Permintaan Tugas 1: Pilih dan salin setiap baris dalam daftar di bawah yang memuat kata "petal".

Teks Bacaan:
Kamis, 30 Juni 2011

Monumen Hidup Seni Dongkrek Madiun




DOEROKIM
Runik Sri Astuti
KOMPAS.COM--Usianya hampir 81 tahun. Namun, semangatnya masih seperti pria berusia 30-an tahun saat Doerokim membicarakan seni Dongkrek. Semangat yang tidak pernah layu ini menjadi monumen hidup bagi perjuangan Doerokim. Dialah pelaku, pesohor, dan pelestari seni tradisional asal Kabupaten Madiun, Jawa Timur, itu.
Dulu, Dongkrek berjaya antara lain sebagai ritual yang dipercaya sebagian masyarakat mampu mengusir makhluk halus pembawa penyakit. Saat penjajah Belanda berkuasa, Dongkrek mulai tersingkir. Setelah penjajah pergi, Dongkrek justru kian tenggelam.
Salah satu penyebabnya, nenek moyang kita belum mengenal teknik pendokumentasian. Doerokim mengatakan, jejak Dongkrek yang masih terekam dalam ingatan sebagian masyarakat adalah musiknya yang khas dengan suara ”dung” dan ”krek”.
Suara itu berasal dari alat musik kendang dan korek. Bentuk korek sederhana, berupa kayu bujursangkar yang salah satu sisinya diberi tangkai kayu bergerigi. Bila digesek, bagian ini mengeluarkan bunyi ”krek”.
Dongkrek mewujud dalam sosok manusia bertopeng. Sedikitnya ada tiga karakter manusia, yakni sosok lelaki sebagai ksatria, sosok perempuan, dan sosok genderuwo (makhluk halus yang jahat).
Ksatria merupakan perwujudan tokoh Raden Ngabehi Lo Prawirodipuro, demang sakti penjaga desa. Topeng perempuannya berwujud wewe putih berekspresi merot. Wewe putih menggambarkan bangsa lelembut yang baik, sosok yang membantu manusia memerangi makhluk penyebab penyakit.
Ketika menghidupkan kembali Dongkrek pada 1975, Doerokim menonjolkan kesenian tradisi itu sebagai seni pertunjukan untuk memberi hiburan bagi masyarakat. Maka, undangan pentas yang datang padanya pun umumnya berkaitan dengan hajatan, nazar, dan peringatan 1 Syuro.

Daftar Tersedia:
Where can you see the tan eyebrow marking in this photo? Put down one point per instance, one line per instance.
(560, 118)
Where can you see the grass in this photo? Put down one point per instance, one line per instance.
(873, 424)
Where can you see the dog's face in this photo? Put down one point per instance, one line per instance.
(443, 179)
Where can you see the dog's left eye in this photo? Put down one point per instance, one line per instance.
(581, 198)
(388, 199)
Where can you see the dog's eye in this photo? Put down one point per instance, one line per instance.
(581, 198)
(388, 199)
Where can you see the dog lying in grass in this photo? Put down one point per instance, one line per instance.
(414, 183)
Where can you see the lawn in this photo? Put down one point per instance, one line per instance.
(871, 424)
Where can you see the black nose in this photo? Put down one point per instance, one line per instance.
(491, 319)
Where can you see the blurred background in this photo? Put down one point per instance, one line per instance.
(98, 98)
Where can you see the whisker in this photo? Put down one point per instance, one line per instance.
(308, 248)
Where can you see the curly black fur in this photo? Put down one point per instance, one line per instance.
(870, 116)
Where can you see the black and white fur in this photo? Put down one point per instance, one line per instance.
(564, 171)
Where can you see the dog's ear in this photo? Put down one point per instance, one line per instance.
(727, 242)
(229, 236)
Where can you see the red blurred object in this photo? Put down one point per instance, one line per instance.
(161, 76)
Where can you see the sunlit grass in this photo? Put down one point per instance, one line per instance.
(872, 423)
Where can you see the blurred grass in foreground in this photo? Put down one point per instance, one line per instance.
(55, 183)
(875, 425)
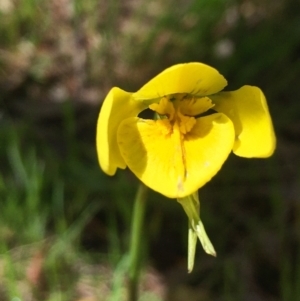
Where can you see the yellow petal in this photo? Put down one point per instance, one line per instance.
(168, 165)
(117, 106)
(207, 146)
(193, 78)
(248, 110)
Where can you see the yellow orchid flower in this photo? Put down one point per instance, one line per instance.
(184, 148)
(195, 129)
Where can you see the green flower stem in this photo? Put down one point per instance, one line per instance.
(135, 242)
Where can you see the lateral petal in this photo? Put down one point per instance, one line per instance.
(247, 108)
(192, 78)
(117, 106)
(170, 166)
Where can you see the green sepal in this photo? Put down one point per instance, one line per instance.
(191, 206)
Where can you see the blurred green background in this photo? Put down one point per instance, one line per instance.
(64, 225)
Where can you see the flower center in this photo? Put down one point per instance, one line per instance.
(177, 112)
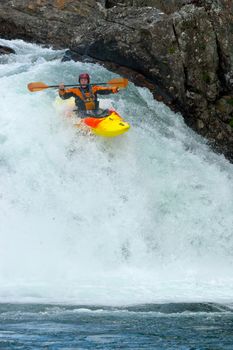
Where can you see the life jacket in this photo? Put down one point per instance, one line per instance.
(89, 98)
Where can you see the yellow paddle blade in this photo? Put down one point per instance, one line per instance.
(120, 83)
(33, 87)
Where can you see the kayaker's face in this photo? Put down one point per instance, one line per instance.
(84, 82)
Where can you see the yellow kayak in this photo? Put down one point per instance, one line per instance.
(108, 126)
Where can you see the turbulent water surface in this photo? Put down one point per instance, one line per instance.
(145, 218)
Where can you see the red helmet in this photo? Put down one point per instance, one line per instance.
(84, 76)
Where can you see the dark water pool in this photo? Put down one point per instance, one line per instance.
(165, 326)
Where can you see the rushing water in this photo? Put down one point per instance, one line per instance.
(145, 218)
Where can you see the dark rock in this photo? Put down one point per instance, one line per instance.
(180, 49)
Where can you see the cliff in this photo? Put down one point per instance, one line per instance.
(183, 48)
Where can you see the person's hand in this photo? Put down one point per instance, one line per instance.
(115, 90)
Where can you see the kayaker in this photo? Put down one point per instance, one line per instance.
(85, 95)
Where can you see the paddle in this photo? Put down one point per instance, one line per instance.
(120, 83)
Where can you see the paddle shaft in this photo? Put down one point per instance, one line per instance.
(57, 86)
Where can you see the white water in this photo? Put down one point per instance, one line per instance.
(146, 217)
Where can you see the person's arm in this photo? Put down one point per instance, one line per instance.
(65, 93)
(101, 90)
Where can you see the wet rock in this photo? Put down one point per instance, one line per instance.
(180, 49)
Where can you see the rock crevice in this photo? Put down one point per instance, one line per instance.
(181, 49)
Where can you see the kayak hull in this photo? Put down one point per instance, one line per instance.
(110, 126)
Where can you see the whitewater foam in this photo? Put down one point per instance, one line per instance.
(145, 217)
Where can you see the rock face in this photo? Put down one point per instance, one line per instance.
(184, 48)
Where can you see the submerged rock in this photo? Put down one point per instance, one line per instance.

Permintaan Tugas 2: Ketik ulang bagian bacaan tentang seni Dongkrek di atas, mulai dari "Kamis, 30 Juni" sampai dengan "justru kian tenggelam.".

Jawaban Lengkap 1:
Where can you see the yellow petal in this photo? Put down one point per instance, one line per instance.
Where can you see the lateral petal in this photo? Put down one point per instance, one line per instance.

Jawaban Lengkap 2:
Kamis, 30 Juni 2011

Monumen Hidup Seni Dongkrek Madiun




DOEROKIM
Runik Sri Astuti
KOMPAS.COM--Usianya hampir 81 tahun. Namun, semangatnya masih seperti pria berusia 30-an tahun saat Doerokim membicarakan seni Dongkrek. Semangat yang tidak pernah layu ini menjadi monumen hidup bagi perjuangan Doerokim. Dialah pelaku, pesohor, dan pelestari seni tradisional asal Kabupaten Madiun, Jawa Timur, itu.
Dulu, Dongkrek berjaya antara lain sebagai ritual yang dipercaya sebagian masyarakat mampu mengusir makhluk halus pembawa penyakit. Saat penjajah Belanda berkuasa, Dongkrek mulai tersingkir. Setelah penjajah pergi, Dongkrek justru kian tenggelam.